##### Text segment

I have taken a long hiatus. After Dad passed away last year I couldn’t bring myself to write anything. However today I thought let me share what I have been eating. I have started to eat clean. On my way to reduce a few pounds. Reduced meat intake and piling on the veggies. So wanted to share this simple easy Indian recipe which takes less than 30 minutes to prep and make and is super tasty. Or I am rather too quick! Here goes.

Tip: To prevent oxidization of eggplant/brinjal immediately drop the pieces in cold water after cutting them until you prep other things for making the curry. Remove from the water before using the pieces.

All you need:

  1. 4 medium sized eggplants/brinjal – quartered
  2. 1 potato – quartered
  3. 4-5 garlic cloves – minced
  4. 1 inch ginger – minced
  5. 1 inch jaggery
  6. 1 tsp mustard seeds
  7. 1 tsp cumin seeds
  8. pinch of sesame seed powder (optional)
  9. pinch of asafoetida/hing
  10. 1 tsp turmeric
  11. 1 tbsp red chili powder(or as required)
  12. 1 tsp goda masala (availale in Indian stores)
  13. salt as required
  14. oil 2-3 tbsp
  15. cilantro (garnish)

Ready, Set, Go:

  1. Heat oil in a kadhai/wok/pan
  2. Temper the oil with mustard seeds, as soon as they pop add cumin seeds, asafoetida and turmeric.

##########
##### Supplied information

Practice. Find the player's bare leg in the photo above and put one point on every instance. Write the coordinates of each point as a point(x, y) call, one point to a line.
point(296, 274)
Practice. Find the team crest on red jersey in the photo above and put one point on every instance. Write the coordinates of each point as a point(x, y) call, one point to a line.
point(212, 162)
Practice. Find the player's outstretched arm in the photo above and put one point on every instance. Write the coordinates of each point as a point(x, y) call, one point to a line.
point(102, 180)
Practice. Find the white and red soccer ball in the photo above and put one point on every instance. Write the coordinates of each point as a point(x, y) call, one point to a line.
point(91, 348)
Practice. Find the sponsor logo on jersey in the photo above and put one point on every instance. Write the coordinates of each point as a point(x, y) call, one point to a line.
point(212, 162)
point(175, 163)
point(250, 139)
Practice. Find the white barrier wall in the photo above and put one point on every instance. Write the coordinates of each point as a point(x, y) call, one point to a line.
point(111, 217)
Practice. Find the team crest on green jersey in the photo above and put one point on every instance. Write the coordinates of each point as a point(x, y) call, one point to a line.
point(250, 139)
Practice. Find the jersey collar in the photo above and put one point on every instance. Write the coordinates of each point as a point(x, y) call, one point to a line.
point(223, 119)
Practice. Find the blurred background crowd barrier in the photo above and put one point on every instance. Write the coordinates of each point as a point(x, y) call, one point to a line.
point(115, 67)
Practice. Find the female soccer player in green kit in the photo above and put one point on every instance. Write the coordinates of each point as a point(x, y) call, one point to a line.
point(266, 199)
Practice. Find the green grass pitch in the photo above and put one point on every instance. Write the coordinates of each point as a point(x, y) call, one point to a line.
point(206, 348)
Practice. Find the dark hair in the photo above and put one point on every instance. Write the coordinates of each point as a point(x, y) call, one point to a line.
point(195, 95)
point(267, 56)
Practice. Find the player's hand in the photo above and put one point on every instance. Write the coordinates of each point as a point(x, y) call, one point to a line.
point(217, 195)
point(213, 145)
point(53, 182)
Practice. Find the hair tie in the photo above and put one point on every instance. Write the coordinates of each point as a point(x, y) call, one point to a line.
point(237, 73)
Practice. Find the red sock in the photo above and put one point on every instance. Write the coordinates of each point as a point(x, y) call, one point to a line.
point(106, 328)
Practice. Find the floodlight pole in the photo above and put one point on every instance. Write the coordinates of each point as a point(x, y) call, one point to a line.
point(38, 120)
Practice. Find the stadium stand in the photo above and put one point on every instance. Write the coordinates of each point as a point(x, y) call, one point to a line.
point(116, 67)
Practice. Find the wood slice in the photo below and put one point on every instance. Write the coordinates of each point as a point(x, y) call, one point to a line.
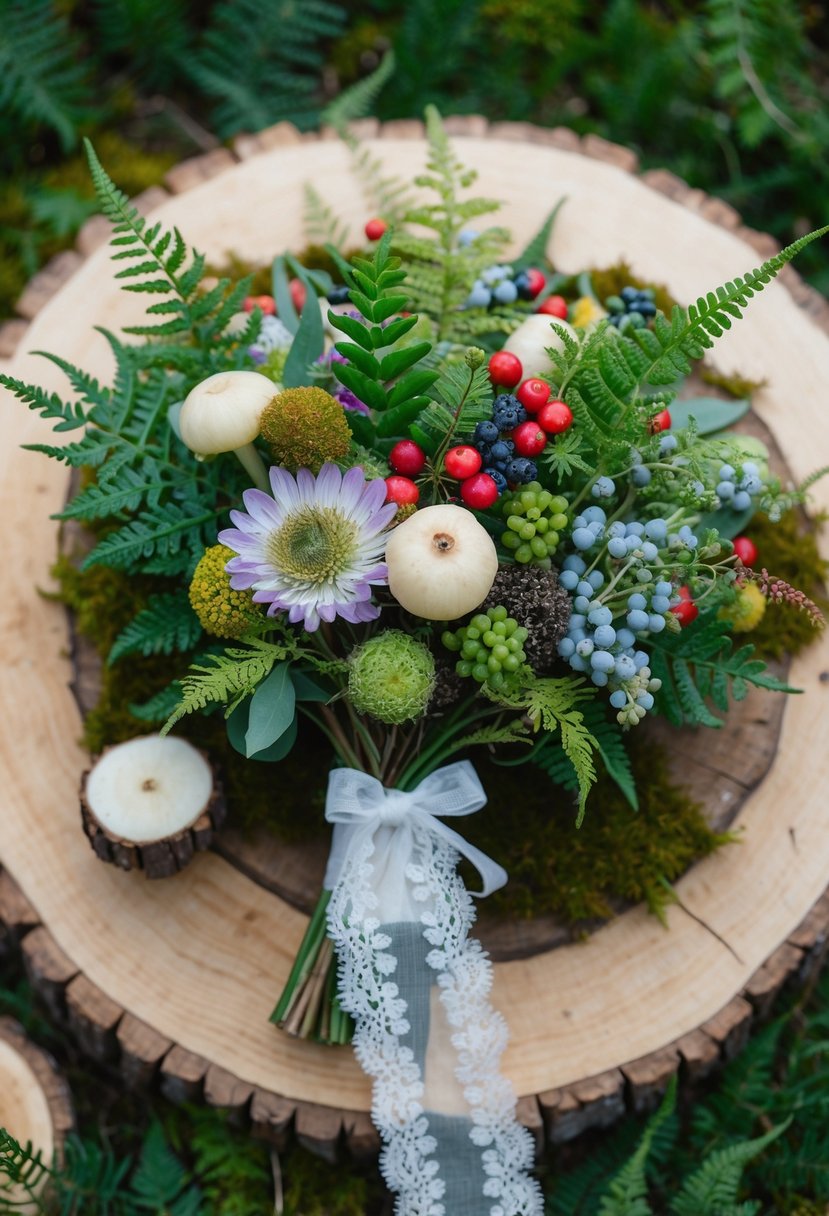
point(201, 961)
point(151, 804)
point(35, 1104)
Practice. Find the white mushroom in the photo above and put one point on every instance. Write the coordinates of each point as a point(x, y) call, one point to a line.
point(148, 789)
point(221, 415)
point(531, 341)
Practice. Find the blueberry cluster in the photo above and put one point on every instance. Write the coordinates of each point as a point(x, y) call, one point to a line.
point(604, 648)
point(490, 647)
point(497, 449)
point(497, 285)
point(737, 490)
point(631, 309)
point(535, 522)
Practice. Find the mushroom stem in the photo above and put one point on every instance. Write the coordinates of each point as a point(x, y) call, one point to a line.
point(254, 466)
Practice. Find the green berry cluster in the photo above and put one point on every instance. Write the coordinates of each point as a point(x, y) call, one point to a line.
point(490, 647)
point(535, 521)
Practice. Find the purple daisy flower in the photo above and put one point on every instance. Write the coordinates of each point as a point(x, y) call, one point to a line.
point(315, 549)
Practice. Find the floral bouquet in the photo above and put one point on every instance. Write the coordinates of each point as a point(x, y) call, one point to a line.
point(432, 499)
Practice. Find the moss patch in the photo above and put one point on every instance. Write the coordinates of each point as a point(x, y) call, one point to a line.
point(580, 873)
point(789, 550)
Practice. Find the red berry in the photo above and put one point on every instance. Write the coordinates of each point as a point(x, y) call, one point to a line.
point(505, 369)
point(401, 490)
point(554, 305)
point(554, 417)
point(529, 438)
point(536, 282)
point(298, 293)
point(533, 394)
point(407, 457)
point(686, 611)
point(374, 229)
point(479, 491)
point(745, 550)
point(462, 461)
point(265, 303)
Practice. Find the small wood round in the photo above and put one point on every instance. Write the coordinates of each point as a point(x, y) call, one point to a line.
point(133, 848)
point(35, 1104)
point(176, 981)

##########

**Challenge:** Transcribe the eggplant curry post word for word, between "I have taken" and "seed powder (optional)", inclusive.

**Solution to the problem:**
I have taken a long hiatus. After Dad passed away last year I couldn’t bring myself to write anything. However today I thought let me share what I have been eating. I have started to eat clean. On my way to reduce a few pounds. Reduced meat intake and piling on the veggies. So wanted to share this simple easy Indian recipe which takes less than 30 minutes to prep and make and is super tasty. Or I am rather too quick! Here goes.

Tip: To prevent oxidization of eggplant/brinjal immediately drop the pieces in cold water after cutting them until you prep other things for making the curry. Remove from the water before using the pieces.

All you need:

  1. 4 medium sized eggplants/brinjal – quartered
  2. 1 potato – quartered
  3. 4-5 garlic cloves – minced
  4. 1 inch ginger – minced
  5. 1 inch jaggery
  6. 1 tsp mustard seeds
  7. 1 tsp cumin seeds
  8. pinch of sesame seed powder (optional)